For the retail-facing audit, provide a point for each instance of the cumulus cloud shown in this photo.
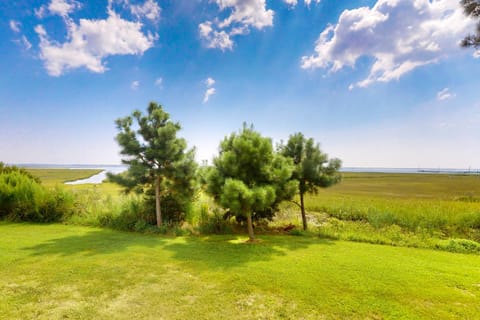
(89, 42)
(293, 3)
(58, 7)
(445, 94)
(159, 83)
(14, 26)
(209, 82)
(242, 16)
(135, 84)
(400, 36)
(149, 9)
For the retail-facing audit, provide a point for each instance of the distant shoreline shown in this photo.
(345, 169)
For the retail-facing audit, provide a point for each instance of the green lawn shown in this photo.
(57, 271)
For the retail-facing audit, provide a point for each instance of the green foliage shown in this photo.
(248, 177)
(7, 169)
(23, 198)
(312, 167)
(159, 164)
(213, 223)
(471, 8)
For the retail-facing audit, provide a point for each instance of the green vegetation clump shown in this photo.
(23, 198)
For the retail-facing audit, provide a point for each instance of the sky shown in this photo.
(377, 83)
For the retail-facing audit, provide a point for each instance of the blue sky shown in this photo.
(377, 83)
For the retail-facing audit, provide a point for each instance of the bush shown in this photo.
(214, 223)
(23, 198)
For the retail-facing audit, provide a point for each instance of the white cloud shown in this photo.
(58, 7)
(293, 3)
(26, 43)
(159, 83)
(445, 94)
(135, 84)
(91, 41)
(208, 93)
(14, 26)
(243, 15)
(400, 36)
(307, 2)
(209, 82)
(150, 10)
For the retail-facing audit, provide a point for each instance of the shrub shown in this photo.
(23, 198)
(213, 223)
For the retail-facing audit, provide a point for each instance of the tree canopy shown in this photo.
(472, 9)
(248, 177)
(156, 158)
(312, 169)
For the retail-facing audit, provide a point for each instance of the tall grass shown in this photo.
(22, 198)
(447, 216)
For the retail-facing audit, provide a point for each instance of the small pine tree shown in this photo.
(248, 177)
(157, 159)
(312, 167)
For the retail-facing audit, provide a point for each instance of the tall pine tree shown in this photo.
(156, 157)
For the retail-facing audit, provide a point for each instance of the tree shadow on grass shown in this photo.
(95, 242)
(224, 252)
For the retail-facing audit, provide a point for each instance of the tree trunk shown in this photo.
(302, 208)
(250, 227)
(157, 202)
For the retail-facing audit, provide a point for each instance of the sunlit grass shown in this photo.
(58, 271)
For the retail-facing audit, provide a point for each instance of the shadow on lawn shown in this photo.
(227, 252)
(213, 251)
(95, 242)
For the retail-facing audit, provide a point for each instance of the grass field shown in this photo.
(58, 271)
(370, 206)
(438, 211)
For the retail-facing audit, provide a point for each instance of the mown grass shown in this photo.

________________________

■ **Required work**
Quote all the records verbatim, dropping any pictures from your copy.

■ **Answer to the task**
For the retail-facing audit, provide a point for each instance of the cumulus cloud shown in this photo.
(89, 42)
(293, 3)
(58, 7)
(445, 94)
(159, 83)
(14, 26)
(209, 82)
(242, 16)
(135, 84)
(400, 36)
(149, 9)
For the retail-facing audit, provide a point for each instance of the distant shoreline shown in this photo.
(345, 169)
For the retail-facing audit, provide a point for each instance of the green lawn shown in this photo.
(57, 271)
For the retail-facing audit, provide a point for each instance of the green foliage shown in this photo.
(248, 177)
(7, 169)
(23, 198)
(312, 167)
(159, 164)
(213, 223)
(471, 8)
For the retail-facing audit, provide a point for each instance of the green vegetation clump shown in this photo.
(23, 198)
For the retail-facing audit, provide a point for each instance of the sky shown in this photo.
(377, 83)
For the retail-facing audit, provide a point for each instance of the blue sky shown in this photo.
(377, 83)
For the retail-facing audit, provide a point for each instance of the bush shown in this photo.
(214, 223)
(23, 198)
For the retail-facing audit, provide a point for each instance of the white cloud shown in this photo.
(58, 7)
(293, 3)
(26, 43)
(159, 83)
(445, 94)
(135, 84)
(91, 41)
(208, 93)
(14, 26)
(243, 15)
(400, 36)
(307, 2)
(209, 82)
(150, 10)
For the retail-facing audit, provide a point for each instance of the shrub shown in this photo.
(23, 198)
(213, 223)
For the retail-facing audit, provide a point for each instance of the tree canopy shown in this photo.
(472, 9)
(248, 177)
(156, 158)
(312, 169)
For the retail-facing audit, provide a point for each instance of the tall grass shown in this photo.
(22, 198)
(447, 216)
For the retail-facing audit, provide a point for each instance of the small pine tree shown in this photo.
(248, 177)
(157, 159)
(312, 167)
For the retail-facing audit, provide a point for each instance of the tall pine tree shown in this photo.
(156, 157)
For the retail-facing audit, provide a point for each instance of the tree shadow on grass shown in this photo.
(95, 242)
(224, 252)
For the retail-facing audit, provide a point for each instance of the tree trunk shown in this photo.
(302, 208)
(250, 227)
(157, 202)
For the retail-facing audit, provide a point for each instance of the sunlit grass shown in this photo.
(58, 271)
For the retail-facing audit, provide a point for each instance of the shadow on lawn shown in this photo.
(227, 252)
(213, 251)
(95, 242)
For the retail-facing audit, provide a point for each instance of the grass field shown in this photo.
(58, 271)
(370, 206)
(438, 211)
For the retail-facing audit, provide a point for each instance of the mown grass shown in this photo.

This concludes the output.